::: SOURCE EXCERPT :::
= Northwest Collegiate Rowing Conference =

The Northwest Collegiate Rowing Conference (NCRC) consists of seven NCAA Division II and III member schools in USRowing's Northwest region. Its mission is to provide for the advancement of small college and university rowing within the Pacific Northwest primarily through the organization and administration of a championship regatta. This conference no longer exists.

==Eligibility==
The only eligibility requirements for membership is that the program be located within USRowing's northwest region, and that member programs be from NCAA Division II or Division III programs. In addition, each program must maintain a commitment to the constitution and bylaws. Member programs may be either varsity or club status within their respective institutional setting.
::: EXCERPTED RECORDS :::
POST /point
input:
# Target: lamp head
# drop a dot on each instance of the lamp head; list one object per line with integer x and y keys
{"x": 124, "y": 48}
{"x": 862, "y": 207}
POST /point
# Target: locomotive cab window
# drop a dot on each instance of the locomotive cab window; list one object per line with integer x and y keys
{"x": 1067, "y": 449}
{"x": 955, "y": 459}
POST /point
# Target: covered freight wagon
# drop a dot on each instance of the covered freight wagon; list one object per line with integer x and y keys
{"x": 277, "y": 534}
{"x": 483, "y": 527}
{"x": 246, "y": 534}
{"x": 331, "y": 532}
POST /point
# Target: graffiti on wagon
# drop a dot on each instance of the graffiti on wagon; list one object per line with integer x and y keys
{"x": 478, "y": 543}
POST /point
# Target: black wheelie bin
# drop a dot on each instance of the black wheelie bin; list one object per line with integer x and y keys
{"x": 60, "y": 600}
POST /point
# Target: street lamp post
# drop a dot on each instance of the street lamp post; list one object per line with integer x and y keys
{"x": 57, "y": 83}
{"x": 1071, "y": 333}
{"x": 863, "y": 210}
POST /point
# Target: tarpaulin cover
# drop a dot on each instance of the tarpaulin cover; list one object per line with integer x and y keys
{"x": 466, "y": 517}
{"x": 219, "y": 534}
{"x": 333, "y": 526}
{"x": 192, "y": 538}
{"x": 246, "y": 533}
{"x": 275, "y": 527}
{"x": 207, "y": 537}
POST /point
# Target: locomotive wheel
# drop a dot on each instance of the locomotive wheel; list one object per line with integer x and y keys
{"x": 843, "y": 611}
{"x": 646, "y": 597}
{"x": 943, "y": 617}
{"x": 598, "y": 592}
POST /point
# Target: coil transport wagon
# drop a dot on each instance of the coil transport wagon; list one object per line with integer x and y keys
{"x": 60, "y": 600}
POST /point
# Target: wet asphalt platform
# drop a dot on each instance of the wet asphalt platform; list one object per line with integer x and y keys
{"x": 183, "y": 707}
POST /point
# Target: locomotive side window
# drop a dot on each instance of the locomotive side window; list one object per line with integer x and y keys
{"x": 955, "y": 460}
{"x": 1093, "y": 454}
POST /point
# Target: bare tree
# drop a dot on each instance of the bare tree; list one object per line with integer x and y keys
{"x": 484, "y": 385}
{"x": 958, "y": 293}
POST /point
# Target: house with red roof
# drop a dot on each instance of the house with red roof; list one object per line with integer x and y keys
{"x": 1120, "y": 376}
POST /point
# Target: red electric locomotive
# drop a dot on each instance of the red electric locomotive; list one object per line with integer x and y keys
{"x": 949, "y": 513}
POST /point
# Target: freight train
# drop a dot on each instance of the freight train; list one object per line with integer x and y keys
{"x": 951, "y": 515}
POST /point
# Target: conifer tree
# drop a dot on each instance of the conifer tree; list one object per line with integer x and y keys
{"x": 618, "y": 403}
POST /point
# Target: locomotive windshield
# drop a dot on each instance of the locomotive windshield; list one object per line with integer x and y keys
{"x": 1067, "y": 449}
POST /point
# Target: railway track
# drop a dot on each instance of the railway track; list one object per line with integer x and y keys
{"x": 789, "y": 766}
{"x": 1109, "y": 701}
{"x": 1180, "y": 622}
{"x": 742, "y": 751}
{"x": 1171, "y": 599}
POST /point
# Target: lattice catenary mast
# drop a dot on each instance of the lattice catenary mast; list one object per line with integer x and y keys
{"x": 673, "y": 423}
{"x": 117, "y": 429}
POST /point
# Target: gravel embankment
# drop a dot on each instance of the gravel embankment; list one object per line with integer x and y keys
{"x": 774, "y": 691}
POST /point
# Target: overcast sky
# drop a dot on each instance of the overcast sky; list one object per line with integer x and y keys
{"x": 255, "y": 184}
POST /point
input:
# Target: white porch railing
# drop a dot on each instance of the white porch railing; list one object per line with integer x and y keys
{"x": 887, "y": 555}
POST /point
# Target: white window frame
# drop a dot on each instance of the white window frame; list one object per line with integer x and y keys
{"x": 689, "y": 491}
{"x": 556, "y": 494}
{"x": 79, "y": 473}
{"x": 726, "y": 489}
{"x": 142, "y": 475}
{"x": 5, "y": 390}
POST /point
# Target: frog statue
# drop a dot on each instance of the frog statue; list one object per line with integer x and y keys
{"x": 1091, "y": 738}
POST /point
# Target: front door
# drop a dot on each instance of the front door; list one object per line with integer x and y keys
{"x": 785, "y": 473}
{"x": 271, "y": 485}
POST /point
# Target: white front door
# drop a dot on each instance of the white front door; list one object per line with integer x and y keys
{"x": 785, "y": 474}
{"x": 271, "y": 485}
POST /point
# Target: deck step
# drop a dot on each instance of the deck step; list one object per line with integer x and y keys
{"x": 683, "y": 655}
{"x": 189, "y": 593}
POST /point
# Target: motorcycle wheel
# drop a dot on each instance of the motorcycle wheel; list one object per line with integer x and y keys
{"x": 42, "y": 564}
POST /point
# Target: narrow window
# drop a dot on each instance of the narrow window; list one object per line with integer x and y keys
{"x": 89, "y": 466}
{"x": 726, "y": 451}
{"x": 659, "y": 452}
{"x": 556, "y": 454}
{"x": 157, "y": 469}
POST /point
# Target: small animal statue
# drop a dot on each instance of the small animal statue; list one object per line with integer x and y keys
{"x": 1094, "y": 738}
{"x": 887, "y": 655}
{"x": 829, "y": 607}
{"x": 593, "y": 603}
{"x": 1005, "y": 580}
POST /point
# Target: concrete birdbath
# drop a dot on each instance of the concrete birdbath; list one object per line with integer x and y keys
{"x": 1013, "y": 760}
:::
## TASKS TO PERFORM
A: Please translate the sentence "This conference no longer exists." from the rowing conference text into Spanish.
B: Rewrite the rowing conference text starting with "The Northwest Collegiate" and going on through "respective institutional setting.", swapping "regatta" for "race".

## SOLUTIONS TO THE PROBLEMS
A: Esta conferencia ya no existe.

B:
The Northwest Collegiate Rowing Conference (NCRC) consists of seven NCAA Division II and III member schools in USRowing's Northwest region. Its mission is to provide for the advancement of small college and university rowing within the Pacific Northwest primarily through the organization and administration of a championship race. This conference no longer exists.

==Eligibility==
The only eligibility requirements for membership is that the program be located within USRowing's northwest region, and that member programs be from NCAA Division II or Division III programs. In addition, each program must maintain a commitment to the constitution and bylaws. Member programs may be either varsity or club status within their respective institutional setting.